> **Exercise instructions**: Rewrite the stretch of records from the line containing "point: dark gabled" through the end of the records, keeping the requests and shifting every point coordinate in the answers up by 44. Leave the sample coordinates inside the requests unchanged.
* begin Entries shown *
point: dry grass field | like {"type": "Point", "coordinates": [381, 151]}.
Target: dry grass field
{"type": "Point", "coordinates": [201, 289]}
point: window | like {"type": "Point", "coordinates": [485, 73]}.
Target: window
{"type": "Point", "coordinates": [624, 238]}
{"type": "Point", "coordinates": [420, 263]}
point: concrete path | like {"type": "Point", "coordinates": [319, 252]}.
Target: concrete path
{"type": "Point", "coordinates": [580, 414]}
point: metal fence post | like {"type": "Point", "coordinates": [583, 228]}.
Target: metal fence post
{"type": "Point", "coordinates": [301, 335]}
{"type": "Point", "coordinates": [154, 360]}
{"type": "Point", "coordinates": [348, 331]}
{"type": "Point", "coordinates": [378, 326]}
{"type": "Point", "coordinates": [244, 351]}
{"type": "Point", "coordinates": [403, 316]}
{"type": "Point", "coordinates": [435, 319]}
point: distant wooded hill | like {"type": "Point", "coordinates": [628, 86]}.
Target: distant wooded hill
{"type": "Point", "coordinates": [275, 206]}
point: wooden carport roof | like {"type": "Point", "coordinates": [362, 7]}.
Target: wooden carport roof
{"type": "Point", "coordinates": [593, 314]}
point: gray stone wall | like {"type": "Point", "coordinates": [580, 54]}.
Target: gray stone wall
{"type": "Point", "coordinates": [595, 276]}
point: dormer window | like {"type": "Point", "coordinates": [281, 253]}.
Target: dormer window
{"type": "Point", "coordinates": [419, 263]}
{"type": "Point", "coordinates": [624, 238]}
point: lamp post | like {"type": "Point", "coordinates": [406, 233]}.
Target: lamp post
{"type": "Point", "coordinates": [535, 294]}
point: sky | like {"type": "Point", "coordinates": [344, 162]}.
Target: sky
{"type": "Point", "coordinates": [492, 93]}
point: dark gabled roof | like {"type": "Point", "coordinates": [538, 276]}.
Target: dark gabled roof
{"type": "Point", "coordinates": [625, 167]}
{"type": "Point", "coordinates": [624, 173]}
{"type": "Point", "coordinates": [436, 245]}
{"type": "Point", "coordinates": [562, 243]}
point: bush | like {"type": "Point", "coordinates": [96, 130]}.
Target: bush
* end Entries shown *
> **Full solution**:
point: dark gabled roof | like {"type": "Point", "coordinates": [538, 276]}.
Target: dark gabled roof
{"type": "Point", "coordinates": [669, 211]}
{"type": "Point", "coordinates": [668, 217]}
{"type": "Point", "coordinates": [480, 289]}
{"type": "Point", "coordinates": [606, 287]}
point: bush | like {"type": "Point", "coordinates": [96, 130]}.
Target: bush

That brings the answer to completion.